[EXERCISE REQUIREMENTS] Reproduce the data below verbatim, from its start through the line that contains "[[[178,177],[184,177],[184,175],[185,175],[184,167],[178,167]]]", including both ends. Omit the pictures from your reply.

Rows from a segmentation dataset
::::

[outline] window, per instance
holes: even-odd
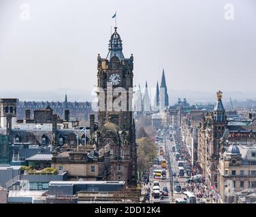
[[[251,181],[251,187],[253,189],[256,188],[256,181]]]
[[[46,144],[46,138],[42,137],[42,144]]]

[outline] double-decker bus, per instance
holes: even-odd
[[[166,168],[166,161],[165,159],[162,160],[161,162],[161,166],[163,169]]]
[[[178,177],[184,177],[184,175],[185,175],[184,167],[178,167]]]

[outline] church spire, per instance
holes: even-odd
[[[158,106],[159,105],[159,87],[158,85],[158,81],[157,82],[157,90],[155,96],[155,106]]]
[[[148,81],[146,81],[145,92],[143,98],[144,111],[149,112],[150,111],[150,100],[148,91]]]
[[[165,107],[168,107],[169,106],[169,96],[168,96],[168,91],[167,90],[167,85],[166,85],[166,81],[165,81],[165,71],[163,68],[162,78],[161,79],[159,95],[160,95],[159,96],[160,108],[163,109]]]
[[[215,121],[217,122],[225,121],[225,108],[222,103],[222,92],[219,90],[217,92],[218,100],[215,104],[213,113]]]
[[[64,108],[65,108],[65,109],[68,108],[67,92],[65,94]]]
[[[160,87],[167,88],[164,68],[163,68],[163,73],[162,73],[162,78],[161,79],[161,85],[160,85]]]

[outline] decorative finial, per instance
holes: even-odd
[[[219,90],[217,92],[217,98],[218,98],[218,100],[221,100],[221,98],[222,98],[222,92]]]

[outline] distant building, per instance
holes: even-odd
[[[91,103],[89,102],[68,102],[67,94],[64,102],[35,102],[35,101],[17,101],[17,119],[25,119],[26,110],[29,110],[33,114],[34,110],[44,109],[48,106],[52,108],[52,111],[58,116],[64,119],[65,111],[70,111],[70,120],[76,119],[82,121],[88,120],[91,113],[93,113],[91,108]],[[96,114],[96,113],[95,113]],[[32,117],[31,117],[33,118]]]
[[[242,191],[255,191],[256,144],[229,145],[220,158],[219,173],[218,189],[223,202],[235,202],[236,193]]]

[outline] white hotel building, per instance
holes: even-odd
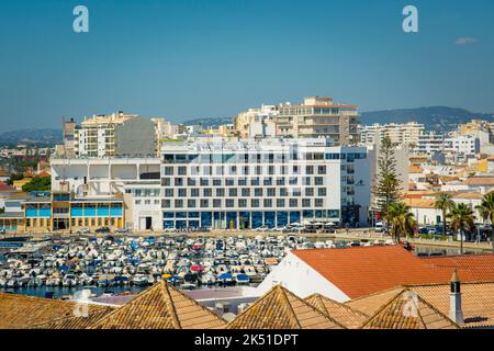
[[[369,169],[366,147],[332,147],[325,138],[165,144],[162,226],[366,226]]]
[[[198,137],[162,144],[161,158],[54,157],[52,185],[54,193],[71,194],[72,202],[91,203],[82,207],[121,199],[119,226],[134,230],[272,228],[313,219],[366,226],[368,150],[329,143]],[[93,220],[92,210],[66,207],[66,228],[101,222]]]

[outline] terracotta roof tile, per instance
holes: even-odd
[[[74,317],[75,302],[0,293],[0,329],[27,329]],[[89,314],[103,307],[89,305]]]
[[[164,281],[108,314],[91,329],[215,329],[226,325],[206,307]]]
[[[457,269],[463,281],[494,281],[494,254],[425,257],[434,268]]]
[[[292,252],[350,298],[404,284],[449,282],[452,272],[450,269],[433,269],[401,246]]]
[[[402,288],[362,326],[363,329],[458,329],[449,317],[420,295]]]
[[[278,285],[239,314],[228,329],[345,329],[307,302]]]
[[[305,301],[349,329],[358,328],[369,318],[357,309],[319,294],[311,295]]]

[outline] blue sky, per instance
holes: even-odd
[[[88,34],[72,31],[77,4]],[[402,31],[406,4],[419,33]],[[117,110],[228,117],[313,94],[494,112],[492,0],[2,0],[0,45],[0,131]]]

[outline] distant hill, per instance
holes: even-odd
[[[0,145],[54,146],[61,143],[60,129],[22,129],[0,133]]]
[[[427,131],[448,132],[472,118],[493,121],[493,114],[473,113],[463,109],[431,106],[363,112],[361,122],[362,124],[369,125],[374,123],[406,123],[415,121],[424,124]]]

::::

[CORRECT RESULT]
[outline] window, per instance
holes: even-odd
[[[251,181],[251,187],[253,189],[256,188],[256,181]]]
[[[46,144],[46,138],[42,137],[42,144]]]

[outline] double-decker bus, per instance
holes: even-odd
[[[166,168],[166,161],[165,159],[162,160],[161,162],[161,166],[163,169]]]
[[[178,177],[184,177],[184,175],[185,175],[184,167],[178,167]]]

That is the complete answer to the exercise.